_Selected passage_.
Mark Sanchez simply smirked as the question began, knowing what was coming next. The Washington Redskins' latest starting quarterback knows he can’t shake the past and understands that he’ll always be known for one of the more amusing plays in NFL history.
Certain football moments are easily recognizable with one phrase: The Catch, The Drive, The Immaculate Reception.
Sanchez’s moment doesn’t quite have the same glamour: The Butt Fumble.
“I’m not following,” Sanchez deadpanned midway through the question, provoking a round of laughter. “What are you going to do? It was a crappy play in a game where we were getting our butts kicked.”
Sanchez showed off some self-depreciating humor and poked fun back at the reporter for asking a “low-hanging fruit” question. The play will always be associated with the Jets' long-running bad luck, but he did lead the franchise to back-to-back AFC title games in 2009 and 2010.
“Listen, who cares?” Sanchez said. “It’s just one play and move on. I’d prefer to remember the good stuff.”

_Stated problem 1_. Give the records as a numbered list, from their first line through the line containing "left=355, top=636, right=378, bottom=653", leaving out any blank lines.
The article and the records come from separate sources.

_Data rows_.

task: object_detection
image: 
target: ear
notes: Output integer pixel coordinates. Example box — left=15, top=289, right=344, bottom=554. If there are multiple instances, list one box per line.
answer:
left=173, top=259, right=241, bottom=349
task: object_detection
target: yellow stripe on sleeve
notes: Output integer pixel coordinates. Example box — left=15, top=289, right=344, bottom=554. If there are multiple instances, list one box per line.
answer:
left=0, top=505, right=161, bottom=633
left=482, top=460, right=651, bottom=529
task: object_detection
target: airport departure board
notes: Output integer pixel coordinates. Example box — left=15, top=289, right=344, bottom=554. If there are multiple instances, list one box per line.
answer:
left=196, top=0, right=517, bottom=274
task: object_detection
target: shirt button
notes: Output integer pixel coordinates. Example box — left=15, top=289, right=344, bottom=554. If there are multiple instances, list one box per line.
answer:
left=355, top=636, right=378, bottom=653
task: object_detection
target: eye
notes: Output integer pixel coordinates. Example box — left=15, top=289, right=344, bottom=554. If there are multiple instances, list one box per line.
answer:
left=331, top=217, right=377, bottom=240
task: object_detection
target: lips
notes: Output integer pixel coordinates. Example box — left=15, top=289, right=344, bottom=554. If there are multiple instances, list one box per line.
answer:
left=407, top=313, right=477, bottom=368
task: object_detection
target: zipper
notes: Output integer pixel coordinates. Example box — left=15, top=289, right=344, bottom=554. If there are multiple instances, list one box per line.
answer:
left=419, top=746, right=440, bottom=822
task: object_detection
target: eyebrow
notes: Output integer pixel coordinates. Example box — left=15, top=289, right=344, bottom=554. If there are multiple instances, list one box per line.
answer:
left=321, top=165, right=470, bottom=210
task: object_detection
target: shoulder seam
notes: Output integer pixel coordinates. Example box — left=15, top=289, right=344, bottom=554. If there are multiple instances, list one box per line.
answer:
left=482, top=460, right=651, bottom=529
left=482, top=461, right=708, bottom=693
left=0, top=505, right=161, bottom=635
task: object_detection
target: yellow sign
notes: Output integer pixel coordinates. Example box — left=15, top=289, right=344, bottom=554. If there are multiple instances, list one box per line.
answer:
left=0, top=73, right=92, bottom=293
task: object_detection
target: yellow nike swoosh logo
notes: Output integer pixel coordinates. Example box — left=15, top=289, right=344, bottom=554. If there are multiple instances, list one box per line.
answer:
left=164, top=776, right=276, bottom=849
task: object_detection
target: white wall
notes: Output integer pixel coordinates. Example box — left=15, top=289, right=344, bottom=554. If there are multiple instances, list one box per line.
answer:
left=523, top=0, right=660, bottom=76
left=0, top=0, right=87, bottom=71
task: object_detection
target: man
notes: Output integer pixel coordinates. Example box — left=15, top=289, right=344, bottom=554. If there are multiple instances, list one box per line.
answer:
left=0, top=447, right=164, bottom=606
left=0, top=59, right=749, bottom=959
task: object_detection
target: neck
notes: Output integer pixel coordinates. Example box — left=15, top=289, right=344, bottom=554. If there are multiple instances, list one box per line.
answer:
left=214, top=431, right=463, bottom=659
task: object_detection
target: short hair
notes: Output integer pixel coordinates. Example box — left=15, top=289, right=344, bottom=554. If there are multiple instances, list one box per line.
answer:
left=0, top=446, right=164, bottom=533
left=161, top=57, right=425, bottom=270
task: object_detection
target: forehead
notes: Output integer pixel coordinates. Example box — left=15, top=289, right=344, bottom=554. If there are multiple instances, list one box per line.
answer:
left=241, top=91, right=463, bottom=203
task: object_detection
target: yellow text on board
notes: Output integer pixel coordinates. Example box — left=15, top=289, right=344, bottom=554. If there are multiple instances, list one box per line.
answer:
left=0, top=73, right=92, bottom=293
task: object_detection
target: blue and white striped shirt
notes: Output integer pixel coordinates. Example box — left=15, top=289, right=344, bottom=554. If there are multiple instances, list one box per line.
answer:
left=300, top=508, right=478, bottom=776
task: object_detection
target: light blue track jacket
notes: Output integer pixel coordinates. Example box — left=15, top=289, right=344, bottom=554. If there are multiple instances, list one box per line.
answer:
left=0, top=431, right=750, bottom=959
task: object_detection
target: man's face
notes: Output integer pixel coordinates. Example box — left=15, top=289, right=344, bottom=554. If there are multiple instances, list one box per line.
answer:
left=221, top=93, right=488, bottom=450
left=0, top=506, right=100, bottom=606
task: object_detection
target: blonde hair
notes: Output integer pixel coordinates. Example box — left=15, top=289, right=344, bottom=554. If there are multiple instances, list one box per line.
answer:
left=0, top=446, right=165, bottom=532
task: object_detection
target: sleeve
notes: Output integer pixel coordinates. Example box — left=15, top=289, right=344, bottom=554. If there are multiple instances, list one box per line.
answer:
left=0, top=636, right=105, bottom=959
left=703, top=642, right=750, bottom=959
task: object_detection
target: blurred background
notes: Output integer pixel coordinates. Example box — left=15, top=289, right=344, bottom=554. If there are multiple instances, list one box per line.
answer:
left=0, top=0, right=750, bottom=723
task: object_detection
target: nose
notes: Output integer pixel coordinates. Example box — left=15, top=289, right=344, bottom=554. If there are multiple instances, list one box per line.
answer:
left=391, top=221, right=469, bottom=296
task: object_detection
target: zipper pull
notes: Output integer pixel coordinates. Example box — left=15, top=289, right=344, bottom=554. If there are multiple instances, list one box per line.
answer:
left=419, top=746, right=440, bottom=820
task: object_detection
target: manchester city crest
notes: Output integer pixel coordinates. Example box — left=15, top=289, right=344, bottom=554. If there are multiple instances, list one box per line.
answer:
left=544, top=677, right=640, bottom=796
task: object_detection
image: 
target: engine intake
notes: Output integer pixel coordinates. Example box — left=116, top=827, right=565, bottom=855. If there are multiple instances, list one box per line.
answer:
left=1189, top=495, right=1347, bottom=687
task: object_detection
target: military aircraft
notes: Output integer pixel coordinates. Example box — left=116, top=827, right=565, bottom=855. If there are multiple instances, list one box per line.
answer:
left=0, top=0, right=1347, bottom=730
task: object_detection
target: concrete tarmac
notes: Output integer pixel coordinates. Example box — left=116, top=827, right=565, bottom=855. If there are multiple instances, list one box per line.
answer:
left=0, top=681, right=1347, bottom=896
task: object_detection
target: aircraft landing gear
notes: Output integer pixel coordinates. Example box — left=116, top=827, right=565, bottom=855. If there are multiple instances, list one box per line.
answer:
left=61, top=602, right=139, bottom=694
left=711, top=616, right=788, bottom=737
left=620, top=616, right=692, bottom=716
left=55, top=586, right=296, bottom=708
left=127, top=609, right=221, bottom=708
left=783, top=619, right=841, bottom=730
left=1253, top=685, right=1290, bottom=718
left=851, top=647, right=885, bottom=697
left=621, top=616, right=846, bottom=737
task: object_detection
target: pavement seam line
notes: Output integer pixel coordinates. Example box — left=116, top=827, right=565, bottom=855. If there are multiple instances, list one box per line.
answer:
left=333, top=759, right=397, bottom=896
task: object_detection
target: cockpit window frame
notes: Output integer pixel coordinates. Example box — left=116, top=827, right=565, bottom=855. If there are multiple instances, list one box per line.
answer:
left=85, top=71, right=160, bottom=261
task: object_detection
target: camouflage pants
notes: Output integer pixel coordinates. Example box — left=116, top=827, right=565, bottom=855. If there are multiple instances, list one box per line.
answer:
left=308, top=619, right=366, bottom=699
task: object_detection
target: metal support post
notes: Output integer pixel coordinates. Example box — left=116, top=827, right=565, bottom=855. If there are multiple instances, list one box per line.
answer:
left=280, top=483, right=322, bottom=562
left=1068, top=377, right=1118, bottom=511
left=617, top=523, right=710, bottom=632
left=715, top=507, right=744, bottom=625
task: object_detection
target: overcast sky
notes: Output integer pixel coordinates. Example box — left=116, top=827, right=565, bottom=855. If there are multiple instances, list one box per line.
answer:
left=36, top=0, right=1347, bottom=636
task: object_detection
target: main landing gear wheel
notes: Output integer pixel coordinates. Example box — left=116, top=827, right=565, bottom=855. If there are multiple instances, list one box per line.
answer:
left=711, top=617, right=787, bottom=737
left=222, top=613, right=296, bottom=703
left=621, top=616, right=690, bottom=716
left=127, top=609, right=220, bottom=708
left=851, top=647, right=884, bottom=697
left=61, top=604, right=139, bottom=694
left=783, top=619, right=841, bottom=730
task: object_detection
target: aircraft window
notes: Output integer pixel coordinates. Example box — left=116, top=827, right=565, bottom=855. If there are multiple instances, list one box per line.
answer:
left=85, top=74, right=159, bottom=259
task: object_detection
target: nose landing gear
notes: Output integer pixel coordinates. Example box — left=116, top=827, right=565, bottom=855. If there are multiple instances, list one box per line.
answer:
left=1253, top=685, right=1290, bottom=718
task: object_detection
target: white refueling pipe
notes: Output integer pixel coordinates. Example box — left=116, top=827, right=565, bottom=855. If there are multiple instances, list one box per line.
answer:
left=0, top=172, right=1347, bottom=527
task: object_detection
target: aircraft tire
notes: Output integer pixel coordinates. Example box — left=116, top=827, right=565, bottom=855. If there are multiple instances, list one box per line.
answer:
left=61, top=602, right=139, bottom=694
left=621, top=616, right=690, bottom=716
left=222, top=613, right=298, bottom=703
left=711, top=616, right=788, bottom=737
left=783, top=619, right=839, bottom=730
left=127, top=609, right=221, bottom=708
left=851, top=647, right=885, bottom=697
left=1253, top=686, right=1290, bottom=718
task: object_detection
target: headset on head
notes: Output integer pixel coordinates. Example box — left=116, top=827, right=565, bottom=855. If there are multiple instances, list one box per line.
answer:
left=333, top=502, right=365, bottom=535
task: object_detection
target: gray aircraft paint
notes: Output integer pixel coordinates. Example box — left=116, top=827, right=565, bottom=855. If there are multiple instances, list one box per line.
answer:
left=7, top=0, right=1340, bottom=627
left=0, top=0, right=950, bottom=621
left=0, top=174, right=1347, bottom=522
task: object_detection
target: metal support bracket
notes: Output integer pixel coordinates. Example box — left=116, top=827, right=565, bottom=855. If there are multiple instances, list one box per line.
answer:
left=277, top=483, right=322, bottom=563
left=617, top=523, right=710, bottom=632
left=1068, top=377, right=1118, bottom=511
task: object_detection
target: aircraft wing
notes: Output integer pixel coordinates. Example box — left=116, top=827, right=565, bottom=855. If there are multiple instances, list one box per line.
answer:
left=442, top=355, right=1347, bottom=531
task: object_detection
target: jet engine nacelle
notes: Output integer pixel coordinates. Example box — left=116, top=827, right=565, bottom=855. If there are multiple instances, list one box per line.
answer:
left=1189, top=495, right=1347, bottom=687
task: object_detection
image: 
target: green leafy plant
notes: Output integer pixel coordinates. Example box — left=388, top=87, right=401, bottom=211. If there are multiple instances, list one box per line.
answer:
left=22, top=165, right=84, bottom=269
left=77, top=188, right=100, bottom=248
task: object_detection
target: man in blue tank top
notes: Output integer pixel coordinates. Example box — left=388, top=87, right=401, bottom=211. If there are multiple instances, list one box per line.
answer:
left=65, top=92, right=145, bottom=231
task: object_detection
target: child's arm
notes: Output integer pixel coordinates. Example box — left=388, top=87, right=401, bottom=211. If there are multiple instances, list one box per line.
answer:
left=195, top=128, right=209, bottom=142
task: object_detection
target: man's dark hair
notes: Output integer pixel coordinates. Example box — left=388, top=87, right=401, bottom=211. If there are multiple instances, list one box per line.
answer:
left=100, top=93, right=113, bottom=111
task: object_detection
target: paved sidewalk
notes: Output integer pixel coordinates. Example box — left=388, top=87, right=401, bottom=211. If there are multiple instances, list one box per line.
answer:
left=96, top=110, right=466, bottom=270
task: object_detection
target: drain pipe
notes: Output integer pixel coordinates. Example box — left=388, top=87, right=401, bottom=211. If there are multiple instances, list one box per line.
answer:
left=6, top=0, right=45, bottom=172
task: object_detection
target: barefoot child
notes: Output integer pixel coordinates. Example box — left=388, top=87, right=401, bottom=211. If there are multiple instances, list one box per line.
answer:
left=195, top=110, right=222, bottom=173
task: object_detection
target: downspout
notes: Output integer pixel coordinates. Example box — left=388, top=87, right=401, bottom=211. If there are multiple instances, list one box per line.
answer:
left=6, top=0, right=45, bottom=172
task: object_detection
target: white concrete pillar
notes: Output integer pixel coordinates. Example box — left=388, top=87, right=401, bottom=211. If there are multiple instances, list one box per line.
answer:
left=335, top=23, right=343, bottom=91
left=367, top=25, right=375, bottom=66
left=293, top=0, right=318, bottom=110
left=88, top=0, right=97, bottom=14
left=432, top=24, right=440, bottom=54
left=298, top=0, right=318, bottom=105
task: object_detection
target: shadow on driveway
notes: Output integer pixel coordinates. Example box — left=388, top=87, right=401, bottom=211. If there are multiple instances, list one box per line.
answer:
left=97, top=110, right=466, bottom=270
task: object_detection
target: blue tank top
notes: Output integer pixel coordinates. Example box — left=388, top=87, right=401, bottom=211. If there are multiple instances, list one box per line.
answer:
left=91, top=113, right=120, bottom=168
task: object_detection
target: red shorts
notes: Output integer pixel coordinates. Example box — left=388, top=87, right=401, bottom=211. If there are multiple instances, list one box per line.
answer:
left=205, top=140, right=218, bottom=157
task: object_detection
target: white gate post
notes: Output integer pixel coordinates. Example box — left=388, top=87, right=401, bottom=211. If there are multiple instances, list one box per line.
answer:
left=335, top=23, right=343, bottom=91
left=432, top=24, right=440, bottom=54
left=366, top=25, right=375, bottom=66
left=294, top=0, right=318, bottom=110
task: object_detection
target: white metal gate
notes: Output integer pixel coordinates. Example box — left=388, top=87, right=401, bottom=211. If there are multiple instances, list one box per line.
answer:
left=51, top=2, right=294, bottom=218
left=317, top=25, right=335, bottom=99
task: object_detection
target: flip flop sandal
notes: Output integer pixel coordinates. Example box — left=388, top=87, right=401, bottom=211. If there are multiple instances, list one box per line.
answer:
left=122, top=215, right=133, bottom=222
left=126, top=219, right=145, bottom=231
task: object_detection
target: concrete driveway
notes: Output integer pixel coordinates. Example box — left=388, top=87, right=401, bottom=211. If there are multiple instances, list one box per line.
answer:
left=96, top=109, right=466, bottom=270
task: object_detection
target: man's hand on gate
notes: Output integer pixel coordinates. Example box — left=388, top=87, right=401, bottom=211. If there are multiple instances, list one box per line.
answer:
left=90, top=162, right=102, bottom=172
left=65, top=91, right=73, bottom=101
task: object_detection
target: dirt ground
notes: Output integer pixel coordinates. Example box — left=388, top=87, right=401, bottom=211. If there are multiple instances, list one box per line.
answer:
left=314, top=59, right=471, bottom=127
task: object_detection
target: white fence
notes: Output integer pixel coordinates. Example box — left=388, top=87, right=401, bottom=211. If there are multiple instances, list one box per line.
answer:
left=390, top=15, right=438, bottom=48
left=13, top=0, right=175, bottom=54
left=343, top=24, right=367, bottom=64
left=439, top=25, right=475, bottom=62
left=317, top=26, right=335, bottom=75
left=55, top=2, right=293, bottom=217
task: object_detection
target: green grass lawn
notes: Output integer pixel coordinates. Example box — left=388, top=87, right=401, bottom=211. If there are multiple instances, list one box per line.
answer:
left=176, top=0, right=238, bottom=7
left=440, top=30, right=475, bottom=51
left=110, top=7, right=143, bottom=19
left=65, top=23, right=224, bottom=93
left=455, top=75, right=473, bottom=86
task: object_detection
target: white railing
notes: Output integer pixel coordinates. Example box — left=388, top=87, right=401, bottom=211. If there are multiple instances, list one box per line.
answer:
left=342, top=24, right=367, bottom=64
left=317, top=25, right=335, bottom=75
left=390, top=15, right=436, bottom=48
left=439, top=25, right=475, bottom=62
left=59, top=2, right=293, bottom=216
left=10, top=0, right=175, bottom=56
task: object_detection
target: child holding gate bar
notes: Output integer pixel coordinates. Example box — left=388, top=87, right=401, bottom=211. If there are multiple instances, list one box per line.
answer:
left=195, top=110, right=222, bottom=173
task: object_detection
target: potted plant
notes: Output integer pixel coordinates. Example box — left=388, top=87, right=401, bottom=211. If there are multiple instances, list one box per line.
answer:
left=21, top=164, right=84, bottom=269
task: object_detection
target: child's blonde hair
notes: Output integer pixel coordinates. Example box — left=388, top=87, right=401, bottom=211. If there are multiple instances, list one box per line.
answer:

_Stated problem 2_. Quote the whole article about Mark Sanchez and the Butt Fumble, word for word.

_Worked answer 1_.
1. task: object_detection
2. image: 
3. target: ear
4. notes: Output integer pixel coordinates. Example box — left=15, top=289, right=344, bottom=554. If there are multiple instances, list one box per line.
5. answer:
6. left=173, top=259, right=241, bottom=349
7. task: object_detection
8. target: yellow stripe on sleeve
9. notes: Output integer pixel coordinates. Example box — left=15, top=289, right=344, bottom=554. If there are multiple instances, list one box per line.
10. answer:
11. left=0, top=505, right=161, bottom=633
12. left=482, top=460, right=651, bottom=529
13. task: object_detection
14. target: airport departure board
15. notes: Output integer pixel coordinates. Example box — left=15, top=289, right=344, bottom=554. If there are multiple instances, list one box per line.
16. answer:
17. left=196, top=0, right=517, bottom=274
18. task: object_detection
19. target: shirt button
20. notes: Output integer pixel coordinates. Example box — left=15, top=289, right=344, bottom=554. If there are multiple instances, list one box per line.
21. answer:
22. left=355, top=636, right=378, bottom=653

_Worked answer 2_.
Mark Sanchez simply smirked as the question began, knowing what was coming next. The Washington Redskins' latest starting quarterback knows he can’t shake the past and understands that he’ll always be known for one of the more amusing plays in NFL history.
Certain football moments are easily recognizable with one phrase: The Catch, The Drive, The Immaculate Reception.
Sanchez’s moment doesn’t quite have the same glamour: The Butt Fumble.
“I’m not following,” Sanchez deadpanned midway through the question, provoking a round of laughter. “What are you going to do? It was a crappy play in a game where we were getting our butts kicked.”
Sanchez showed off some self-depreciating humor and poked fun back at the reporter for asking a “low-hanging fruit” question. The play will always be associated with the Jets' long-running bad luck, but he did lead the franchise to back-to-back AFC title games in 2009 and 2010.
“Listen, who cares?” Sanchez said. “It’s just one play and move on. I’d prefer to remember the good stuff.”